• EXTRACTED DATA:

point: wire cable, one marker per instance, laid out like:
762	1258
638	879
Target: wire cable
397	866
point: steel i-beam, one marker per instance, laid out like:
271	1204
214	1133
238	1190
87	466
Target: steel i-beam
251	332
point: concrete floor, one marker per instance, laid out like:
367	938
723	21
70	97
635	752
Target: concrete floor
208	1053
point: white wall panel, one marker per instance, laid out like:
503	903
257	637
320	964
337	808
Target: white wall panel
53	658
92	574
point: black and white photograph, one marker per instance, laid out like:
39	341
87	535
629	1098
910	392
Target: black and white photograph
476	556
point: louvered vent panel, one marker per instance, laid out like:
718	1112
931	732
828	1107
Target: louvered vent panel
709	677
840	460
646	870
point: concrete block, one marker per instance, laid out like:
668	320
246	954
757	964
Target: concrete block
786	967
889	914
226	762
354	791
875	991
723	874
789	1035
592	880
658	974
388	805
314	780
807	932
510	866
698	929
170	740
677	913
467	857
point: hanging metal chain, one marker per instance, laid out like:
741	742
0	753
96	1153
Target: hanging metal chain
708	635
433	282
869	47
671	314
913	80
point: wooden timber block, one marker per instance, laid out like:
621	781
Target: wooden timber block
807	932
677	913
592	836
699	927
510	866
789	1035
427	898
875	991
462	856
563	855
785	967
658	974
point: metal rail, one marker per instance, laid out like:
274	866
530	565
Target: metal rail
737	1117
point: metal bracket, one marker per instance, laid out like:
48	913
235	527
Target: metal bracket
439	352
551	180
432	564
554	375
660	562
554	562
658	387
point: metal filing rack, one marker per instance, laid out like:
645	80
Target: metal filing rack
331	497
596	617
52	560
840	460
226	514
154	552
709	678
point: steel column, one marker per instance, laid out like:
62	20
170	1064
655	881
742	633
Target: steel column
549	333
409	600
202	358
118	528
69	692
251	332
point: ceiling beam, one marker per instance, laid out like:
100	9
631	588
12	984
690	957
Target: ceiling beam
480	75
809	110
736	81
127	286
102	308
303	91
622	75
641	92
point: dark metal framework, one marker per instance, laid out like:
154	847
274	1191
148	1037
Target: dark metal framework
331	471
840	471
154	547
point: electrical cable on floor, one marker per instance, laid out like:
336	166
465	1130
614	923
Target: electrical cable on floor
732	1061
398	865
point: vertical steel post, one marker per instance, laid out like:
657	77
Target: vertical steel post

• PROBLEM DETAILS:
Every line of the listing is to be returned exactly as given.

• EXERCISE RESULT:
point: wire cable, one marker per instance, laid out like:
762	1258
638	879
Target: wire cable
397	866
point: steel i-beam, one marker per instance, laid out like:
271	1204
214	1133
238	1190
87	466
Target: steel i-beam
251	332
point: concrete floor, one marker per instance, laid out like:
367	938
723	21
70	97
635	752
Target: concrete floor
208	1053
point: white wall panel, one marker per instance, laid out like:
503	903
257	637
320	964
337	808
Target: white wall panel
53	658
92	574
point: black and white photograph, one marker per instance, laid out like:
39	341
87	535
629	1098
910	392
Target: black and white photograph
476	556
point: louvered vent panel, one marker per instance, laid out like:
718	1112
931	732
828	1107
Target: louvered vent panel
709	677
840	460
646	870
point: concrete block, one marker per instance, laid out like:
668	320
246	954
757	964
Target: concrete block
786	967
889	914
226	762
354	791
875	991
723	874
789	1035
592	880
658	974
388	805
314	780
807	932
510	866
698	929
170	740
677	913
467	857
point: hanging metal chain, one marker per instance, laid out like:
741	742
0	753
96	1153
Target: hanging metal chain
708	635
433	282
869	47
671	314
913	80
point: wooden timber block, one marker per instance, laid out like:
621	781
Target: wooden timber block
807	932
677	913
592	836
699	927
510	866
789	1035
427	898
875	991
462	856
563	855
785	967
658	974
point: metal rail, one marker per instance, laid out like:
274	866
530	565
Target: metal rail
737	1117
point: metal bracket, one marker per instance, laid out like:
48	913
235	527
Target: metal bracket
439	352
551	180
432	564
554	375
660	562
554	562
658	387
point: metal filing rack, one marker per instance, laid out like:
645	80
Target: metal filing rack
331	497
596	617
52	560
840	460
226	514
154	552
709	678
point: steel column, one marker per instance, laid out like:
62	20
170	1064
655	881
742	633
Target: steel column
549	333
409	600
202	358
118	528
69	692
251	332
point: ceiling beam, one marker per instance, laid out like:
100	9
631	588
12	984
690	957
Target: ceiling beam
480	75
809	110
736	81
127	286
102	308
303	91
622	75
641	92
point: dark metal framework, one marker per instance, laid out like:
154	847
274	1191
148	1037
Target: dark metal framework
331	471
840	471
154	547
point: electrical cable on floor, one marker per instance, laid out like:
336	166
465	1130
614	923
Target: electrical cable on floor
732	1061
398	865
point: vertical steel post, one marker per instance, laid out like:
657	77
Target: vertical steel post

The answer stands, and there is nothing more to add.